• [What the task requires]: From the records below, copy every line that contains the word "green".

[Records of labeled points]
— BEGIN —
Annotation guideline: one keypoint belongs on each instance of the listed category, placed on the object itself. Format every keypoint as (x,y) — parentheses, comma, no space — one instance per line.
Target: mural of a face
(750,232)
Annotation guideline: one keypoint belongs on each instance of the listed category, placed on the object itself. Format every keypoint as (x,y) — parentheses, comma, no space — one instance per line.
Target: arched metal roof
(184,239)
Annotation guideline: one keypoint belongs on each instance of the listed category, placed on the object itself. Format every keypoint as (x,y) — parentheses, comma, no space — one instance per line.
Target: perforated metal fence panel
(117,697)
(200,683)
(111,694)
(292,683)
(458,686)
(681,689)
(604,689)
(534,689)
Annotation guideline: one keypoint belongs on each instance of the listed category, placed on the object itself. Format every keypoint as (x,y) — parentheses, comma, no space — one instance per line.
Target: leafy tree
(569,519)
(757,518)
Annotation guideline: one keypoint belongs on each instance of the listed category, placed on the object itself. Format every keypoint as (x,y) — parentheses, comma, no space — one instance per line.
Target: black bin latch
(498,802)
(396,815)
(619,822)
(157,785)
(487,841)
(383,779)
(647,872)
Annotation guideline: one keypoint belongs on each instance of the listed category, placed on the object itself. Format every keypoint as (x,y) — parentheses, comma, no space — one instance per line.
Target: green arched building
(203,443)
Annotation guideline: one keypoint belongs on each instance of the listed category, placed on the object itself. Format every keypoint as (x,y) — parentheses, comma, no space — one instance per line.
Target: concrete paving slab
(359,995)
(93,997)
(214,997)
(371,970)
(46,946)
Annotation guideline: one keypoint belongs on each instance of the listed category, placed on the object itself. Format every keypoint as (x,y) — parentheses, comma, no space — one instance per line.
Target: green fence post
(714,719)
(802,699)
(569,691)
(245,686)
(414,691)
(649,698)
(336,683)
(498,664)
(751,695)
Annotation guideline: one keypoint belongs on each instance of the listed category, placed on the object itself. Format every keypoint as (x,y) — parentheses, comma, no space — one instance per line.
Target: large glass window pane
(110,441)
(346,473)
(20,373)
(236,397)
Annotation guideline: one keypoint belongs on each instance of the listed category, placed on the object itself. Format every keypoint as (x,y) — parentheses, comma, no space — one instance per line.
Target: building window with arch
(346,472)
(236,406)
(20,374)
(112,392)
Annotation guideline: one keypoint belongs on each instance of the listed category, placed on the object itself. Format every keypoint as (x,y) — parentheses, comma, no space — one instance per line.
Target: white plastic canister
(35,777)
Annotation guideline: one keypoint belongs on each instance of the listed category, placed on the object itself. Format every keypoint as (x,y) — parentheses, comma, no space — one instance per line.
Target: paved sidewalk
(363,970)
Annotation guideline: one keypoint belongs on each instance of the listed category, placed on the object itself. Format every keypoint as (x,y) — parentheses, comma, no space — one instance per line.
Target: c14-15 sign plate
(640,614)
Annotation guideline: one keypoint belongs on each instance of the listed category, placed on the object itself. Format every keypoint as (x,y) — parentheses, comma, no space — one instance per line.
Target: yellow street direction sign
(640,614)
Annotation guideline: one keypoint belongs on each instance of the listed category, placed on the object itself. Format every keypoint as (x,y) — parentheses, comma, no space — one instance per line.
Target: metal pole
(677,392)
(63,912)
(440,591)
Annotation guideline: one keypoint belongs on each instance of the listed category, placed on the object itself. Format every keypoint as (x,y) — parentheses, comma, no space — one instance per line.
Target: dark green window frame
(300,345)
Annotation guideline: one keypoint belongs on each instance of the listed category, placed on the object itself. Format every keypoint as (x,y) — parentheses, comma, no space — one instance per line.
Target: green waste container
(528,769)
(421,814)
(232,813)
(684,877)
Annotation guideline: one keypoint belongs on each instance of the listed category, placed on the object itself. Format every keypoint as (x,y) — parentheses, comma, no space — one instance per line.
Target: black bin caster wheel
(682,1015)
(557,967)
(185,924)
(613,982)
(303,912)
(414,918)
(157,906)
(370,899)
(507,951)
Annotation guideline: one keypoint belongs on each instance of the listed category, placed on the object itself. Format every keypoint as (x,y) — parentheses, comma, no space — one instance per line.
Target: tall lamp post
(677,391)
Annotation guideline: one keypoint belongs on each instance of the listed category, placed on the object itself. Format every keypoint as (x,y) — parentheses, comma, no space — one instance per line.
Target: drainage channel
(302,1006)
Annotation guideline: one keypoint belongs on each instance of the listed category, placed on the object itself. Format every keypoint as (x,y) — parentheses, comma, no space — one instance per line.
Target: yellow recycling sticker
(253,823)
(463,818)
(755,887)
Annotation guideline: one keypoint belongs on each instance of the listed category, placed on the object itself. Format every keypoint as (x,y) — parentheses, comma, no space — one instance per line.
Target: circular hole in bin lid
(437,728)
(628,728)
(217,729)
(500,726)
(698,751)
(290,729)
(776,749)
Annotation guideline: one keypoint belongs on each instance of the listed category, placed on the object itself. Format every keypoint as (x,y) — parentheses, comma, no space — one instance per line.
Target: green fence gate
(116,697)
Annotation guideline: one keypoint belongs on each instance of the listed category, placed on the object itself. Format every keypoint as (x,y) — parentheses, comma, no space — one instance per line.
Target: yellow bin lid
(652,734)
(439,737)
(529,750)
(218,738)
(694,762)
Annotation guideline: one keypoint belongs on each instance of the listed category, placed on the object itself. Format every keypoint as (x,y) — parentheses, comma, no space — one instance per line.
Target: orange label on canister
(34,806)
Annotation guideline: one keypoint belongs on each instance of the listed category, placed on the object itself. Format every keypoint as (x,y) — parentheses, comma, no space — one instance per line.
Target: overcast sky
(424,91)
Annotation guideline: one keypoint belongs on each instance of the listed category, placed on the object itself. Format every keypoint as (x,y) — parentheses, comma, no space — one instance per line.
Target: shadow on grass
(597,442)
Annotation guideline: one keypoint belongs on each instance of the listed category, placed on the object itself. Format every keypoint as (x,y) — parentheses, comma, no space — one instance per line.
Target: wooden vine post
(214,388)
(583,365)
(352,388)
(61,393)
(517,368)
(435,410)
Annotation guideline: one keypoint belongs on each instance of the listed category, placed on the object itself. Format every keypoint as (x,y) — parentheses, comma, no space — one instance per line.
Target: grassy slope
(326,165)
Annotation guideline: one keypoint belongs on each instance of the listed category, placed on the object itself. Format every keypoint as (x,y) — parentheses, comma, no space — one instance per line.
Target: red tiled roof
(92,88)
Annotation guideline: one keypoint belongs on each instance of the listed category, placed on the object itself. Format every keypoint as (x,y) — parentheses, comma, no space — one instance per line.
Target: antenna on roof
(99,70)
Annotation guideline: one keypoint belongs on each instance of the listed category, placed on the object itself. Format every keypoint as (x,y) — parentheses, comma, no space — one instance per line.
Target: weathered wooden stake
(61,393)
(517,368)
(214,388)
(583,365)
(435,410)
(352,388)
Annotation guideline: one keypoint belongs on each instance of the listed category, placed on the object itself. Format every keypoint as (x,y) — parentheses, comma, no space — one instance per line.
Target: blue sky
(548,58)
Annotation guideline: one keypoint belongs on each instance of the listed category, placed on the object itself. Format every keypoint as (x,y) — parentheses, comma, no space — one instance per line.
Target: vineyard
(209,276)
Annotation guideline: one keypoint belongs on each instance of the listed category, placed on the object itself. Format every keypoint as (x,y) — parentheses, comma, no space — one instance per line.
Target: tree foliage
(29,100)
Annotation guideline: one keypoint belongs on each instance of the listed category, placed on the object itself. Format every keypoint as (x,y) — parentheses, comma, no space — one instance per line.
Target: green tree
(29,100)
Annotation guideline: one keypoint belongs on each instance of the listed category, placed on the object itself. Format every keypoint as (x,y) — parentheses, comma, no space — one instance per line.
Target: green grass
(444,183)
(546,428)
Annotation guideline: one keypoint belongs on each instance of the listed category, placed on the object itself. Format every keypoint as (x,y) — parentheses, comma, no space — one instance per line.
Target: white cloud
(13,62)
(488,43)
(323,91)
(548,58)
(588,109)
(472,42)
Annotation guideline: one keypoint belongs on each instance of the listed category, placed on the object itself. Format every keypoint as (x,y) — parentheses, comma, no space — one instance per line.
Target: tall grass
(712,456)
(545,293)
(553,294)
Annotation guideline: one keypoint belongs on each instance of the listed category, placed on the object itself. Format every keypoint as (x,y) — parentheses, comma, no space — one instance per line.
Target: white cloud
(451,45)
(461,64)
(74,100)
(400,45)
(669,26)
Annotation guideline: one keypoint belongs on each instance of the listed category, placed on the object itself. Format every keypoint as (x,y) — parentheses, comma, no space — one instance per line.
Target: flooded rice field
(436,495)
— END —
• [Exercise response]:
Target: green arched building
Target: green fence post
Target: dark green window frame
Target: green waste container
Target: green fence gate
Target: green tree
Target: green grass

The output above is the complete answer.